DATA FOR REVIEW
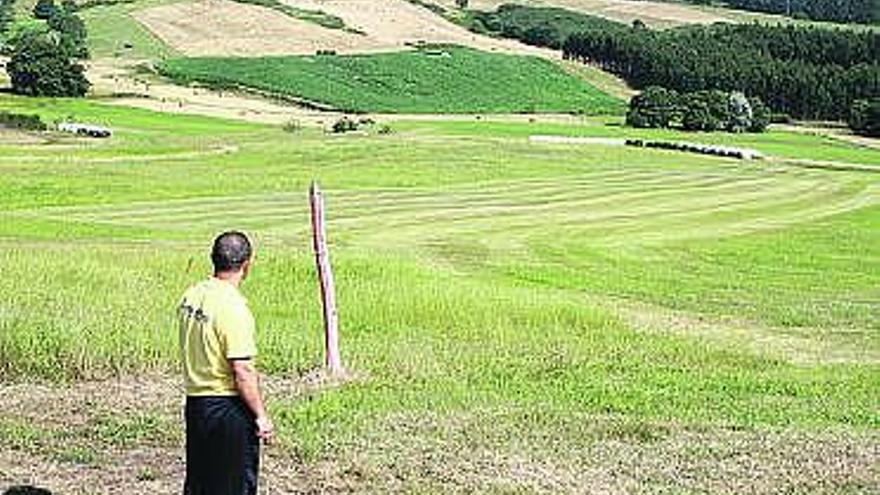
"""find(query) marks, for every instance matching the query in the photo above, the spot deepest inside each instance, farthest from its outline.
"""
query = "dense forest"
(808, 73)
(861, 11)
(804, 72)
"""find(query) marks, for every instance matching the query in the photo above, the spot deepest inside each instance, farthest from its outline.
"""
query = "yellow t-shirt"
(215, 325)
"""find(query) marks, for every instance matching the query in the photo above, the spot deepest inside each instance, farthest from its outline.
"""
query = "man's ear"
(246, 268)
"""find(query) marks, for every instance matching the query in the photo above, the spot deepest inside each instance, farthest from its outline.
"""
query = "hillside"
(439, 79)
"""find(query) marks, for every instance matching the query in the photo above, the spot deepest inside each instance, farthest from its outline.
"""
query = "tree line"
(805, 72)
(849, 11)
(658, 107)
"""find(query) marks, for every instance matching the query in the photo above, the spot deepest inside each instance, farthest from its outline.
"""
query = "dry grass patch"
(221, 27)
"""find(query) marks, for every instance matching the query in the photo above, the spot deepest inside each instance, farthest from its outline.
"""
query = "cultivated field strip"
(604, 207)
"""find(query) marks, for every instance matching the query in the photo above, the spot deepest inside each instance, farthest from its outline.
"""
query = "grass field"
(441, 80)
(517, 317)
(114, 33)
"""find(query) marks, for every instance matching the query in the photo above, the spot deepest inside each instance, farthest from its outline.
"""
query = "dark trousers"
(222, 448)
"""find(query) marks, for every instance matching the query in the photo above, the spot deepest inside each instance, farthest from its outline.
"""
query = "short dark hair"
(231, 250)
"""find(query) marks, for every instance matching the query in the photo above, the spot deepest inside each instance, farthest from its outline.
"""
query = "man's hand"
(265, 429)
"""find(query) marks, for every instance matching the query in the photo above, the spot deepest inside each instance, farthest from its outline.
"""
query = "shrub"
(292, 125)
(44, 9)
(345, 124)
(740, 110)
(656, 107)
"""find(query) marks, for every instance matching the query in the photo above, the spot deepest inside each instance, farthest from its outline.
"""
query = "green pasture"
(442, 79)
(496, 295)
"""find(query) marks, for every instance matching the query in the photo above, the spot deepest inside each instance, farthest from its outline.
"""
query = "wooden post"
(325, 278)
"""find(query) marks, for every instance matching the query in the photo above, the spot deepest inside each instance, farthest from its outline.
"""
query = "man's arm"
(247, 382)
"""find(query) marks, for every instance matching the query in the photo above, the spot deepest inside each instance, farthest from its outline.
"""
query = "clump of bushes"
(348, 124)
(691, 148)
(45, 59)
(659, 107)
(22, 121)
(292, 126)
(344, 125)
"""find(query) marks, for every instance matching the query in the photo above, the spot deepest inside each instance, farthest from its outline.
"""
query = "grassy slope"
(463, 81)
(111, 27)
(466, 261)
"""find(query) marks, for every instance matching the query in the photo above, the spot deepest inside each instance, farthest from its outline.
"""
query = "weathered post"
(325, 278)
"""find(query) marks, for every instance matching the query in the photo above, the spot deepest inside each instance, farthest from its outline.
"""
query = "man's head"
(231, 253)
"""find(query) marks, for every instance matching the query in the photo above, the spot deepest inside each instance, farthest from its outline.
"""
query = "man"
(225, 415)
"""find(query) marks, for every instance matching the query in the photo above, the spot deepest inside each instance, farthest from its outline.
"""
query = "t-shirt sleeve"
(236, 327)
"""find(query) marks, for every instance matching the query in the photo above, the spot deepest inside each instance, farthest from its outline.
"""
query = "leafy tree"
(40, 67)
(655, 107)
(806, 72)
(740, 111)
(44, 9)
(6, 16)
(72, 33)
(705, 111)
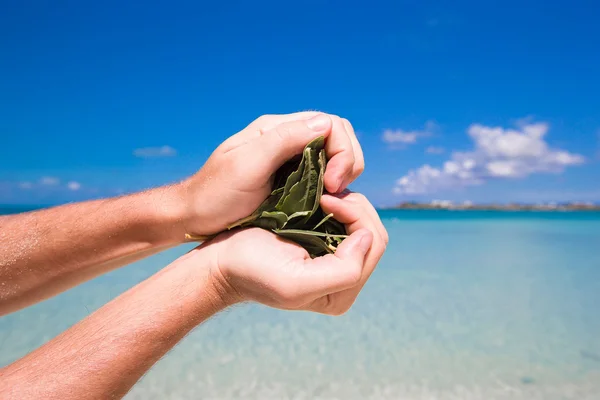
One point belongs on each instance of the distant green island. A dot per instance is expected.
(470, 206)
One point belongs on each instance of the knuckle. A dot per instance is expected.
(355, 275)
(262, 120)
(290, 297)
(283, 131)
(341, 309)
(347, 125)
(359, 198)
(359, 167)
(386, 237)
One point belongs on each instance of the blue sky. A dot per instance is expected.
(463, 100)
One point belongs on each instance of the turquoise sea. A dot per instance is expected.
(464, 305)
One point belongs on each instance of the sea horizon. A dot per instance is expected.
(469, 305)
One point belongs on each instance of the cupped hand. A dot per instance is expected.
(237, 177)
(256, 265)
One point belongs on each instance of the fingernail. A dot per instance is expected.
(339, 184)
(365, 241)
(319, 122)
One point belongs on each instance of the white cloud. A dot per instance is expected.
(49, 181)
(498, 153)
(153, 152)
(402, 137)
(74, 185)
(434, 150)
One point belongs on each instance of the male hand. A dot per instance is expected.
(237, 177)
(256, 265)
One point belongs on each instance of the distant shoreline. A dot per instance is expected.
(446, 206)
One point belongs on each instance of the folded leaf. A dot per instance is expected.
(293, 209)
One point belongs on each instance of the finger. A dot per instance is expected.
(349, 209)
(286, 140)
(359, 161)
(341, 157)
(355, 211)
(262, 124)
(334, 272)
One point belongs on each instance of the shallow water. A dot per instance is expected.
(463, 306)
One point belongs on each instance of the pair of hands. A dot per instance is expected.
(254, 264)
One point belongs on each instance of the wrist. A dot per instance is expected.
(205, 279)
(168, 208)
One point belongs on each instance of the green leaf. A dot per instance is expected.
(272, 219)
(292, 180)
(314, 245)
(309, 233)
(326, 218)
(293, 208)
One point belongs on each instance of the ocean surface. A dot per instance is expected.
(464, 305)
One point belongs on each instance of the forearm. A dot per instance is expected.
(104, 355)
(48, 251)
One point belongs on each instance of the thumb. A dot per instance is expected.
(288, 139)
(336, 272)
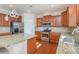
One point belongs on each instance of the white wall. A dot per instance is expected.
(29, 23)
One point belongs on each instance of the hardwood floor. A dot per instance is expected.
(41, 47)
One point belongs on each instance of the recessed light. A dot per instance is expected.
(52, 6)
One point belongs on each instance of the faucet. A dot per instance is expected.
(75, 30)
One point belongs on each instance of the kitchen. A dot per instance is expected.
(39, 28)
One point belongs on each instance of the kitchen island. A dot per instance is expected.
(15, 42)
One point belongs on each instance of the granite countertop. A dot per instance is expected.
(66, 48)
(8, 40)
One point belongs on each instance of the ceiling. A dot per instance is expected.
(34, 8)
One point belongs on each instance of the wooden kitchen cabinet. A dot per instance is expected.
(38, 35)
(78, 14)
(39, 22)
(72, 12)
(47, 18)
(3, 22)
(64, 19)
(31, 45)
(54, 37)
(13, 19)
(57, 21)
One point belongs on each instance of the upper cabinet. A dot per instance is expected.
(39, 22)
(64, 19)
(68, 18)
(57, 21)
(18, 19)
(47, 18)
(3, 22)
(72, 13)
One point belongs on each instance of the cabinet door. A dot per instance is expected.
(52, 21)
(54, 37)
(20, 19)
(1, 19)
(57, 20)
(64, 18)
(39, 22)
(38, 35)
(72, 15)
(78, 14)
(5, 23)
(31, 45)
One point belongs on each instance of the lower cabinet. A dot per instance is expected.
(54, 37)
(38, 35)
(31, 45)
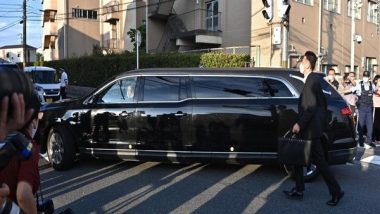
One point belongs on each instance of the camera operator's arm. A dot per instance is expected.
(4, 192)
(19, 116)
(25, 198)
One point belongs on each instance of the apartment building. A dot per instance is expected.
(14, 53)
(335, 37)
(183, 25)
(73, 28)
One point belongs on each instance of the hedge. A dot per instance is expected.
(94, 70)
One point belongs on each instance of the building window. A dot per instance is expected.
(332, 5)
(308, 2)
(212, 16)
(86, 14)
(327, 67)
(370, 62)
(358, 14)
(373, 12)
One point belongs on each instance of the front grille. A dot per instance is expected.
(51, 91)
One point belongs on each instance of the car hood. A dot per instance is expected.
(62, 104)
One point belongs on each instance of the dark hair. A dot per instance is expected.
(346, 76)
(312, 58)
(12, 80)
(332, 69)
(376, 78)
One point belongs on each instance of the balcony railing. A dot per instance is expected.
(160, 9)
(111, 11)
(112, 44)
(200, 20)
(50, 28)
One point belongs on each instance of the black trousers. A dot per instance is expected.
(63, 92)
(318, 158)
(376, 124)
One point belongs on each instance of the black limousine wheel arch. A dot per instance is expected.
(60, 148)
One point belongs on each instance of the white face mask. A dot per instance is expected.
(302, 69)
(34, 129)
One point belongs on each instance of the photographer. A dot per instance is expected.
(22, 176)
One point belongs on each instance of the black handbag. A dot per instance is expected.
(293, 150)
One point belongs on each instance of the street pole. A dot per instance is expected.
(320, 35)
(24, 33)
(137, 35)
(353, 13)
(284, 46)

PROBLEM TO WORK ON
The line containing "One point belongs on each instance of the car" and all lines after it, through the last line of the data, should be retyped exactly.

TASK OUTPUT
One point belongs on each instance of the car hood. A dot per instance is expected.
(62, 104)
One point belongs on each instance of the dark hair. A dot per instance is expected.
(346, 76)
(312, 58)
(12, 80)
(332, 69)
(376, 78)
One point belongs on each instance of the balcony railing. A dot per instance is expected.
(160, 9)
(111, 11)
(112, 44)
(200, 20)
(50, 28)
One point belongs on each instance of the black trousers. A dot per instance is expected.
(63, 92)
(318, 158)
(376, 124)
One point belongs on each instance of the black limousine wheel arch. A dot per instance is expected.
(60, 148)
One point belongs on each instance of the white face mask. A dot per instance is expected.
(302, 69)
(34, 129)
One point belongs on each instance of the photographer. A dot per instance is expected.
(22, 176)
One point belongs on each instance of the black handbag. A dot per instance is expected.
(293, 150)
One point belongs on each instance of the street pole. A dot per instance is expected.
(320, 35)
(24, 33)
(137, 35)
(353, 13)
(284, 46)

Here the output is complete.